● Job:
Copy the lines below exactly, starting with the line containing "of the birch" and going on through the line containing "x=708, y=254".

● Task material:

────

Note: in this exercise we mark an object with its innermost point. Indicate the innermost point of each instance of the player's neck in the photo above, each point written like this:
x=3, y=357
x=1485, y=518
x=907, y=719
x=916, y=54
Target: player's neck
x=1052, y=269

────

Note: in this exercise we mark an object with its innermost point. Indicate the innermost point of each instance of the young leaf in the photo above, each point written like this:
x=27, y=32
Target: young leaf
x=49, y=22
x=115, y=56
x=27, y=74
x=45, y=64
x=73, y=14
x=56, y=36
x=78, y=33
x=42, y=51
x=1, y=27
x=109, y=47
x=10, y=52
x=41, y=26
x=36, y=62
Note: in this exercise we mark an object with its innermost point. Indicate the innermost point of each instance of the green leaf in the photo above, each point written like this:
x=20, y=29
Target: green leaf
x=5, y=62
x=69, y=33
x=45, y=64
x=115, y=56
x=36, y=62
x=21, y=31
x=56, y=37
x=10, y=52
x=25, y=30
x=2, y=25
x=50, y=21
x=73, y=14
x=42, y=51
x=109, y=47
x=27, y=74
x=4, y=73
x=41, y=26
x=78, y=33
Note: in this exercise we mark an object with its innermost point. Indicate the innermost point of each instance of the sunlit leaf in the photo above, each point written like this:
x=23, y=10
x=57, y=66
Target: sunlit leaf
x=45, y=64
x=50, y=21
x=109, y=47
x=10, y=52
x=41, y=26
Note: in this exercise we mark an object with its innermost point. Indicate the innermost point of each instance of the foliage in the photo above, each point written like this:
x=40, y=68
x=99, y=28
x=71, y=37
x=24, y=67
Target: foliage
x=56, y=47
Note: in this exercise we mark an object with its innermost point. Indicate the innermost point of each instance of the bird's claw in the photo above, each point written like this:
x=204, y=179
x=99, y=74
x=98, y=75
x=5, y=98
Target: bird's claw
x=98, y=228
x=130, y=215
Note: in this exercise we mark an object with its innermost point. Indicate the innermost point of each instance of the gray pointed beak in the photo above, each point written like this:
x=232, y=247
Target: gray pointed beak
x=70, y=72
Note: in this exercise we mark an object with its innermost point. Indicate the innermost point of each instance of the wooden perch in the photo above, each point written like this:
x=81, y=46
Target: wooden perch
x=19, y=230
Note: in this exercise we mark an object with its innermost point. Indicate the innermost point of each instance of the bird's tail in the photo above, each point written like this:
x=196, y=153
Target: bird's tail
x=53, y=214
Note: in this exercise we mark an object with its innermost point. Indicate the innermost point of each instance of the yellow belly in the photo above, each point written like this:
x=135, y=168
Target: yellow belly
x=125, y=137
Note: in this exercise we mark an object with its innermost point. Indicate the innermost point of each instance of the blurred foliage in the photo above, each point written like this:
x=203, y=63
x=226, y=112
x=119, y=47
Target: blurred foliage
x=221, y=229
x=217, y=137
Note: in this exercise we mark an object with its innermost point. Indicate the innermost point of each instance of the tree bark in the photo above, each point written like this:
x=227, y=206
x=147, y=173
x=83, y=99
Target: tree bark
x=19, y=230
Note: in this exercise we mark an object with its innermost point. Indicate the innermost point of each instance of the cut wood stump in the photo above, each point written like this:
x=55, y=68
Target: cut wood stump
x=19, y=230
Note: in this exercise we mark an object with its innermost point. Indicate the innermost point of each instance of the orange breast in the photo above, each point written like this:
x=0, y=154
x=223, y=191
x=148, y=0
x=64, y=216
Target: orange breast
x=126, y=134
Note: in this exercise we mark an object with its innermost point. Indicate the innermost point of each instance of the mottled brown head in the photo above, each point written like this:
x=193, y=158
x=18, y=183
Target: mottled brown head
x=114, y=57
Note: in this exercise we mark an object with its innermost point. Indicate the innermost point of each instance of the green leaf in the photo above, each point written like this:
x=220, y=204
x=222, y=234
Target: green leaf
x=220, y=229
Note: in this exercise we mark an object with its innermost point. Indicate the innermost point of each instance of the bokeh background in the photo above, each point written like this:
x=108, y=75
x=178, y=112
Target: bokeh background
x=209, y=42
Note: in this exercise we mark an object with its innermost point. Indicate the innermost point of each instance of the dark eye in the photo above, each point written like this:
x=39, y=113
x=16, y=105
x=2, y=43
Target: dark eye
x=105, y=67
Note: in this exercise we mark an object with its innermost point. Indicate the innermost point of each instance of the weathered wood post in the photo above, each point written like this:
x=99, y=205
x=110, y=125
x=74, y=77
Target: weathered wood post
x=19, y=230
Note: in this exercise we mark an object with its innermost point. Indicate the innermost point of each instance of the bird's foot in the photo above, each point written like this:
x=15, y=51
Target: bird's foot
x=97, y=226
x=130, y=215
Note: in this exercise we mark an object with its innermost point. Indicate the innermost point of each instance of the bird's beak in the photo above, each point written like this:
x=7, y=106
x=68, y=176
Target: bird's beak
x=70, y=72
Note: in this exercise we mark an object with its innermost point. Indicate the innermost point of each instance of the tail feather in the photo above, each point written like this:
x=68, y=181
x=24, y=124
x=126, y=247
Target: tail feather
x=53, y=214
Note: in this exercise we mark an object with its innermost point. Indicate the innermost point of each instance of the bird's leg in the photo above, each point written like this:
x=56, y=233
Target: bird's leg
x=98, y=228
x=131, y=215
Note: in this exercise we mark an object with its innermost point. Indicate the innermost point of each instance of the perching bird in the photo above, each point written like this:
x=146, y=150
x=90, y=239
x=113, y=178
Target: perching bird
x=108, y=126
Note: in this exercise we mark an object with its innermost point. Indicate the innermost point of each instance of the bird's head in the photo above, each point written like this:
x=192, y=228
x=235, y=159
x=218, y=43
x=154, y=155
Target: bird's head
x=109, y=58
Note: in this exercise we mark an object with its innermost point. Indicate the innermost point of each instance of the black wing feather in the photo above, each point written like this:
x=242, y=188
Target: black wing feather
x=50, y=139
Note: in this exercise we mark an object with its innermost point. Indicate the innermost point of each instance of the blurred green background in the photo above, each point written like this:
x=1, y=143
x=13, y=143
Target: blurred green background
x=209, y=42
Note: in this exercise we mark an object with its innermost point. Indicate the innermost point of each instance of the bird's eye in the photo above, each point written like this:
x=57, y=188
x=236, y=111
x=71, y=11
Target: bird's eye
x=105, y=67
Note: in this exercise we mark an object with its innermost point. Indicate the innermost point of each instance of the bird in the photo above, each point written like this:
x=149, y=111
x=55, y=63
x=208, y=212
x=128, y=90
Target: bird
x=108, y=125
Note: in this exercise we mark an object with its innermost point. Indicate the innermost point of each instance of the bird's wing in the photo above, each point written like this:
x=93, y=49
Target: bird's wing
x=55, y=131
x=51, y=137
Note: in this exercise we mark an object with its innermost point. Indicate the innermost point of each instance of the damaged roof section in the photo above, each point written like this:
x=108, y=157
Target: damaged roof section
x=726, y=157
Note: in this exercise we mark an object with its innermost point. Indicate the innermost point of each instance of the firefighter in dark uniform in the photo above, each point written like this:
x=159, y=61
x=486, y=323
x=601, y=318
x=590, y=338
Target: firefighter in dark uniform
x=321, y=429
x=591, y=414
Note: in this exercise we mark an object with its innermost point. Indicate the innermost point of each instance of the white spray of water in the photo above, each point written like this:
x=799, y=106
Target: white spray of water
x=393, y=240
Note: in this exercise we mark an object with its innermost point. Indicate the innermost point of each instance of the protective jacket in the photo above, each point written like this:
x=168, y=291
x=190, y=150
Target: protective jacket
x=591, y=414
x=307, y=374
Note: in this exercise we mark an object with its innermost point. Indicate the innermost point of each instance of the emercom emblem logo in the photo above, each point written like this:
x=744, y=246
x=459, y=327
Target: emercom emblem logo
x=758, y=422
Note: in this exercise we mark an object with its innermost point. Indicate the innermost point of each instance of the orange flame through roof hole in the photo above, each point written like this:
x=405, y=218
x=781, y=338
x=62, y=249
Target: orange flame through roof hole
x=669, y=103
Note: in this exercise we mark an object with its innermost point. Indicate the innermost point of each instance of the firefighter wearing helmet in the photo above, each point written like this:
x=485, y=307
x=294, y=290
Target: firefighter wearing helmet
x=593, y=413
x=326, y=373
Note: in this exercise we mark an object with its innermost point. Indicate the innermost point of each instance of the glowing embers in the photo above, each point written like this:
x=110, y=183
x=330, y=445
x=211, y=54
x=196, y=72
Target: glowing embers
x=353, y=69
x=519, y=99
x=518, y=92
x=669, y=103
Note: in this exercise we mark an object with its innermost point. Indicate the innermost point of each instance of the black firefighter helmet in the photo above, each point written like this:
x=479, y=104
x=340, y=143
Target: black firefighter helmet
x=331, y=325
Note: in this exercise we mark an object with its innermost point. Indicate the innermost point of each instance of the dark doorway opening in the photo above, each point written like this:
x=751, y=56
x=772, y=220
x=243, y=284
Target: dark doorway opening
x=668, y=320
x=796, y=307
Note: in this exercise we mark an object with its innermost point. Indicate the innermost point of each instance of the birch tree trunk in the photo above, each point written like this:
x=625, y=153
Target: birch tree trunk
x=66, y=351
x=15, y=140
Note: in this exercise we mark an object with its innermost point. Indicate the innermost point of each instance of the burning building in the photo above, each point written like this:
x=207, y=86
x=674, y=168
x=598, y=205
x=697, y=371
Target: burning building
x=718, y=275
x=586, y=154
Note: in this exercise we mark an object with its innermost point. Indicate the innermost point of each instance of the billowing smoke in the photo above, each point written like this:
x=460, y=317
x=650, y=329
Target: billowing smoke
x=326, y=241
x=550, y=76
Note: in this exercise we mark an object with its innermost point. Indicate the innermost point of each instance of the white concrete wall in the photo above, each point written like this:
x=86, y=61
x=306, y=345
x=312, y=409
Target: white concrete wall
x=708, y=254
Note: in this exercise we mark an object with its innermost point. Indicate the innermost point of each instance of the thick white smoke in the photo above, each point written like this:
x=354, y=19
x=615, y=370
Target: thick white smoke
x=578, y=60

────

● Exercise response:
Note: in this exercise we mark an object with its innermost point. Indicate the innermost point of each instance of the birch tree trunk in the photo above, each point written like this:
x=625, y=153
Target: birch tree trunk
x=66, y=351
x=15, y=140
Note: in this exercise we mark an object with its innermost point. Indicate the innermost point of each instance of the burning building in the photo above, each point written like this:
x=207, y=86
x=674, y=168
x=598, y=205
x=697, y=371
Target: burning building
x=718, y=275
x=586, y=154
Note: in this exercise we mark an object with its innermost point. Indicate the innermost point of each instance of the billowing smoke in the photo above, each point written like this:
x=460, y=317
x=650, y=329
Target: billowing smoke
x=326, y=241
x=550, y=76
Note: in this exercise we mark an object with its innermost point. Indicate the innermost point of each instance of the white concrete wall in the photo above, each point written like this:
x=86, y=61
x=306, y=345
x=312, y=409
Target: white concrete wall
x=708, y=254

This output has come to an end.